_Problem description:_
Would you restate the data exactly as given?

----------------

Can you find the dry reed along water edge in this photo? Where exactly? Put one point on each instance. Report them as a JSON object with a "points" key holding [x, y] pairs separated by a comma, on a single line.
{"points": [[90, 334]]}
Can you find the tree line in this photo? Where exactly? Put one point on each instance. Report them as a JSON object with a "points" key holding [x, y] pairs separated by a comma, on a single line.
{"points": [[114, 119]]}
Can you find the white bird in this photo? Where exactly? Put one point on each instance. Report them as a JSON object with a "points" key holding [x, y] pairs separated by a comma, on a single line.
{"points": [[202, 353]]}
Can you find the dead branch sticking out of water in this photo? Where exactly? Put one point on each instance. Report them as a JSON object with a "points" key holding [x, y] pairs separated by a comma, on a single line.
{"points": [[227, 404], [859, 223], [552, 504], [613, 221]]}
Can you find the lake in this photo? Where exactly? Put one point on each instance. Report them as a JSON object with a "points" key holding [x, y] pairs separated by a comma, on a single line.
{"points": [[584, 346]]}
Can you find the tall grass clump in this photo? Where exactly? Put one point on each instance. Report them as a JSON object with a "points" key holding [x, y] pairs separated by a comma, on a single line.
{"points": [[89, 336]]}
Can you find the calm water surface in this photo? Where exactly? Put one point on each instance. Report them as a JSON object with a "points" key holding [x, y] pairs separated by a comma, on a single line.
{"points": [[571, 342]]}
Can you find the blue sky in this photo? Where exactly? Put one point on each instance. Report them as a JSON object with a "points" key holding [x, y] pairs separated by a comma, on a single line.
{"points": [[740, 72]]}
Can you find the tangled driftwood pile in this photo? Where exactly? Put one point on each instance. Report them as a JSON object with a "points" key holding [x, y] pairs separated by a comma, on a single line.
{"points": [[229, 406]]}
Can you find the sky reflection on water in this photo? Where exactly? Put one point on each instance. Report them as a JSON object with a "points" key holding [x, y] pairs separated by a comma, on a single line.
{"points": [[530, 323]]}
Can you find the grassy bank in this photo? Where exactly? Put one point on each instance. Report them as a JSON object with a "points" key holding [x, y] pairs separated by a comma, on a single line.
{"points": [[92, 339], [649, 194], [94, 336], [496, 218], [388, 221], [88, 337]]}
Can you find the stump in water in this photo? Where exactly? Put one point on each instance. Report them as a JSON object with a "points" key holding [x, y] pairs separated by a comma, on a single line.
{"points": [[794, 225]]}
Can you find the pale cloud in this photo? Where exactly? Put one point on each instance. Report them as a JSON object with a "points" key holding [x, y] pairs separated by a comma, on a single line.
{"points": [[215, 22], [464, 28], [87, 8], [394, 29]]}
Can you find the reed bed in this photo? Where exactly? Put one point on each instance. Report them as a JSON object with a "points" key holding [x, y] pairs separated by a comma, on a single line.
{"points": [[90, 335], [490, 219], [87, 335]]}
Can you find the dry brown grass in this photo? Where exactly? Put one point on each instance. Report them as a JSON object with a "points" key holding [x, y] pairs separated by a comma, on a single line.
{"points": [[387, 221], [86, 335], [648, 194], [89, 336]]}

----------------

_Solution for this problem:_
Can you find the dry reed along water edge in this photo? Where exactly? Put one point on each instance. Report them as a JSON object with a "points" key holding [x, y] pairs separated by a comma, on a single line.
{"points": [[90, 334]]}
Can you find the tree line in this photo? Where exactly? Put one point on each instance. Report them as a JSON object with a "points" key holding [x, y] pairs separated by a comma, on a single line.
{"points": [[114, 119]]}
Can you find the white bird in this photo? Where exactly? Put one point on each instance. Report them as a JSON object with a "points" key holding [x, y] pairs separated by a comma, on a single line.
{"points": [[202, 353]]}
Can you find the dead branch sticking out of water in this photo? Where exactly? Put one point on each instance. Report them as a JSON object with a "points" key holding [x, y] pairs separated by a comma, on a single line.
{"points": [[227, 404], [859, 223], [552, 504], [613, 221]]}
Can you find the lake in this photo? Where exactly? Put one point on each instance. Report them as a JSON object with a "points" key holding [x, y] pairs separated by a comma, on a single line.
{"points": [[584, 346]]}
Can you find the tall grass clump in this photo? Where exactly? Put one point on each instance. Report them as a JSON object with a "points" key holding [x, y] pairs separated by a comma, on a single line.
{"points": [[89, 336]]}
Can you find the calm water surface in this photo? Where exactly? Put one point on each instance. Report them as a JSON object with a "points" key holding [x, y] pairs separated by a comma, on a single line.
{"points": [[571, 342]]}
Can you find the blue sky in this photo? Where exactly? Put one point on each instance. Report them as a JSON object with a "points" key holding [x, y] pairs separated by a comma, on a single line.
{"points": [[740, 72]]}
Can you find the tangled driftwood pile in this photo? Where exactly? Put one point on each instance. Report them as a JSON object with a "points" key holding [x, y] pairs separated by a comma, on a single line.
{"points": [[229, 406]]}
Can you find the sky reflection on water in this photo? Where exactly? Put one point on each instance. Report them as a JSON object with a "points" key holding [x, y] pairs separated by a comma, on a single line.
{"points": [[530, 323]]}
Can you find the grassy bank in this photo? Where exactly? Put one point on each instance. Report them as a JSON object with a "points" key holding [x, y] pairs separated by a comma, on a single line.
{"points": [[92, 339], [649, 194], [94, 336], [496, 218], [388, 221], [88, 337]]}
Can you find the stump in water in this photo? Where exactly? Put one point on each instance. Report them as a JSON object with a "points" key holding [x, y] pairs separated by a comma, on a single line.
{"points": [[794, 225]]}
Can you find the pale cloud in this photo? Where exactly? Put one point on each instance. Report them as a JSON object with a "points" key holding [x, y] pairs separated by a comma, on a single line.
{"points": [[215, 22], [464, 28], [87, 8], [394, 29]]}
Can you find the reed bed in this photo? Where exactly? Put one point on each instance. Report them as a JSON object with a "points" key holding [x, y] pairs separated by a comma, on a single line.
{"points": [[90, 335], [490, 219], [87, 335]]}
Can you find the dry brown grass in this photo? Where exactly? Put one point on each instance. Report them as a JSON object with a "points" key holding [x, y] pairs separated by a comma, on a single line.
{"points": [[387, 221], [86, 335], [648, 194], [89, 336]]}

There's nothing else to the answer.